---------- Supplied data

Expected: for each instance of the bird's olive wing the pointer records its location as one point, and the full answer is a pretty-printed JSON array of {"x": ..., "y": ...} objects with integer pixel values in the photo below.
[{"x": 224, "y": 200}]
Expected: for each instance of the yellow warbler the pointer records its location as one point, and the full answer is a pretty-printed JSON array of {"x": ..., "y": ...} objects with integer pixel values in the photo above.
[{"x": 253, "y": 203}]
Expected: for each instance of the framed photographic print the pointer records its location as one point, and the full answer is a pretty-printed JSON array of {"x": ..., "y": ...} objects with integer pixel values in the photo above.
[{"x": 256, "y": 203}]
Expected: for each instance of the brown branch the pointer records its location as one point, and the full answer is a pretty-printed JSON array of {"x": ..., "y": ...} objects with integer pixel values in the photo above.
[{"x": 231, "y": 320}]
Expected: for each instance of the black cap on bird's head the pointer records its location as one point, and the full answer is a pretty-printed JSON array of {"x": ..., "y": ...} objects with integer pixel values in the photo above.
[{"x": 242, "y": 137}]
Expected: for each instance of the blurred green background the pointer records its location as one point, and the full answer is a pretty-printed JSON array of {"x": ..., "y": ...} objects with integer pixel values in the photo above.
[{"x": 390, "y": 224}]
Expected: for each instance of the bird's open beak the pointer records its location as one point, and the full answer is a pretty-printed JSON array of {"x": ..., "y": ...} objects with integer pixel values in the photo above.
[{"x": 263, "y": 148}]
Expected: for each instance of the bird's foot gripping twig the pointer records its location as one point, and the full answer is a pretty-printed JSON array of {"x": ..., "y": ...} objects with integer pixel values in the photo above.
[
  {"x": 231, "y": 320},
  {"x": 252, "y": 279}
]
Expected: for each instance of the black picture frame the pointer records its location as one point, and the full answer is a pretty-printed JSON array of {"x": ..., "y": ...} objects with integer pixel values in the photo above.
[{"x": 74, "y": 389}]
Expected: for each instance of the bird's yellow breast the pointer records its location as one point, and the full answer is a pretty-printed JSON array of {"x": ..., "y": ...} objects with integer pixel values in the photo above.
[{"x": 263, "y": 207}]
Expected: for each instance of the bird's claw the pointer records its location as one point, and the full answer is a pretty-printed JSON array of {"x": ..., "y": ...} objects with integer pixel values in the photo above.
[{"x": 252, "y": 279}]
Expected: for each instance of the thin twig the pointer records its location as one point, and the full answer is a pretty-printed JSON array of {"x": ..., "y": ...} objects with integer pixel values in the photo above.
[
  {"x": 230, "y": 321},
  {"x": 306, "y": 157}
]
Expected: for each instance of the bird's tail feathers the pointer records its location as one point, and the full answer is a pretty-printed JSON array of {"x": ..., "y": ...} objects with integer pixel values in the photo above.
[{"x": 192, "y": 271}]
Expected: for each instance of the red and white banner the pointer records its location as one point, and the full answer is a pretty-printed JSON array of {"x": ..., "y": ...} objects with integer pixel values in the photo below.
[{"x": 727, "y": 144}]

--------------------
---------- Supplied data

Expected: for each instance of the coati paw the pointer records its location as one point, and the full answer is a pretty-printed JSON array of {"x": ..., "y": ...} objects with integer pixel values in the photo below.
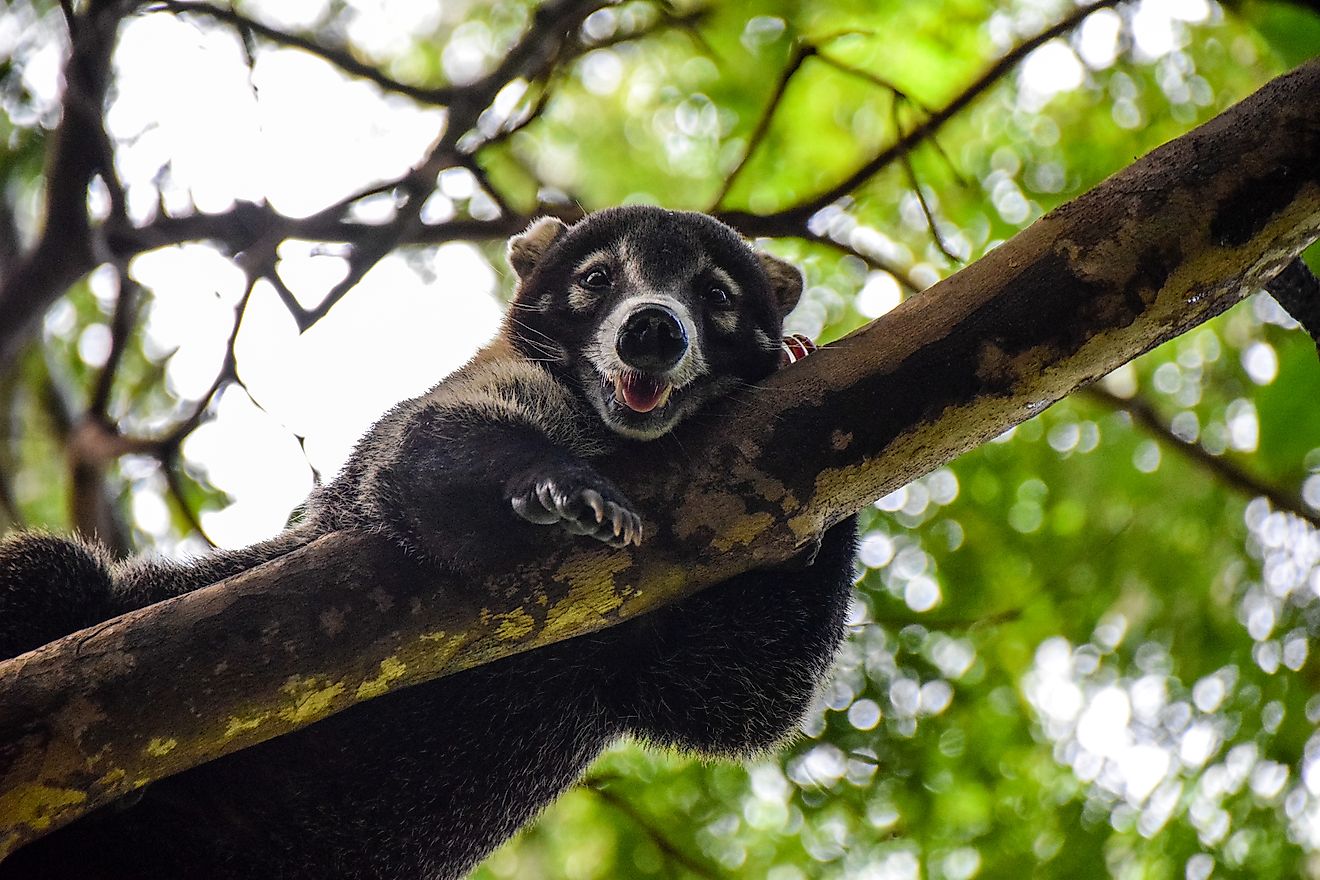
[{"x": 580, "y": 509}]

--------------------

→ **Aim**
Tally the lines of the data above that contain the string "black", with case counting, and reply with the number alone.

→ **Reply to the exercise**
2